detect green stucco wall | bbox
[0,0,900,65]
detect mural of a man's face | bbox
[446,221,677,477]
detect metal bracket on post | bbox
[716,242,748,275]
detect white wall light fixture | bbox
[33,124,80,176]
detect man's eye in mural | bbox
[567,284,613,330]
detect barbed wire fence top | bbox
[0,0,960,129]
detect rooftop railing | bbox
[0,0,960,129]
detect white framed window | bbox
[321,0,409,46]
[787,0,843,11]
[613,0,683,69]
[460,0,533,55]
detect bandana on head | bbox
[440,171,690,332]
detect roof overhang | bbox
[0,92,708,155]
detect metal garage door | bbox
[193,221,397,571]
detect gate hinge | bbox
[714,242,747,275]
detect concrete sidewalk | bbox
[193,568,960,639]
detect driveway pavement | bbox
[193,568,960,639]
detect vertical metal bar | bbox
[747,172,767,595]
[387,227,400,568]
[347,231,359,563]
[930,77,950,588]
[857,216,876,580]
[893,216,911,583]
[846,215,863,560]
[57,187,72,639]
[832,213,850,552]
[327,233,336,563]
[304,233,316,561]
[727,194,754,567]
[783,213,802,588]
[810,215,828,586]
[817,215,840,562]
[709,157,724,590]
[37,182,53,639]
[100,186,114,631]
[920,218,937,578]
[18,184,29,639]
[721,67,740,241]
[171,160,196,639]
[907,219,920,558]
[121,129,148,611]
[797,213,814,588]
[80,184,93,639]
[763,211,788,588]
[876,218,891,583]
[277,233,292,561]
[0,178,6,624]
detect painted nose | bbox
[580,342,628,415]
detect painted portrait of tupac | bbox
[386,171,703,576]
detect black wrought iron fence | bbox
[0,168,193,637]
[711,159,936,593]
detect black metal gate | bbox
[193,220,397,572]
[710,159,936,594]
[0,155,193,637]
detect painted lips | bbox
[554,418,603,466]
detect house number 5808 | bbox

☆ ☆ ☆ ☆ ☆

- _What is expected_
Quote all of the records above verbatim, line by line, from the first to the last.

- _Task answer_
detect green stucco wall | bbox
[0,0,900,65]
detect mural of a man's face | bbox
[446,221,677,477]
detect metal bracket on post | bbox
[716,242,748,275]
detect white wall light fixture | bbox
[33,124,80,176]
detect man's eye in mural | bbox
[567,284,613,330]
detect barbed wire fence top | bbox
[0,0,960,129]
detect rooftop railing | bbox
[0,0,960,129]
detect white framed window | bbox
[321,0,409,46]
[787,0,843,11]
[613,0,683,69]
[460,0,533,55]
detect bandana on head | bbox
[440,171,690,332]
detect roof overhang | bbox
[0,92,708,155]
detect metal garage door | bbox
[193,221,397,571]
detect gate hinge | bbox
[714,242,747,275]
detect concrete sidewalk | bbox
[193,568,960,639]
detect driveway pavement | bbox
[193,568,960,639]
detect vertical metal bar | bbox
[747,172,767,595]
[387,227,400,568]
[347,231,359,563]
[930,77,950,588]
[857,216,876,580]
[893,216,911,583]
[846,215,863,560]
[57,187,72,639]
[832,213,850,552]
[327,233,336,563]
[304,233,316,561]
[727,194,754,567]
[783,213,802,588]
[810,215,828,586]
[817,215,840,562]
[709,157,724,590]
[37,182,53,639]
[100,186,114,631]
[920,218,937,578]
[18,184,29,639]
[721,67,740,241]
[171,160,196,639]
[907,219,920,558]
[121,129,148,611]
[797,213,814,588]
[80,184,93,639]
[763,211,788,588]
[876,218,891,583]
[277,233,292,561]
[0,178,6,624]
detect painted nose | bbox
[580,342,628,415]
detect painted portrait of tupac | bbox
[386,171,703,576]
detect black wrought iron fence | bbox
[0,168,193,637]
[711,159,936,593]
detect black metal gate | bbox
[193,220,397,572]
[710,159,936,594]
[0,155,193,637]
detect painted lips | bbox
[554,418,603,466]
detect house number 5808 | bbox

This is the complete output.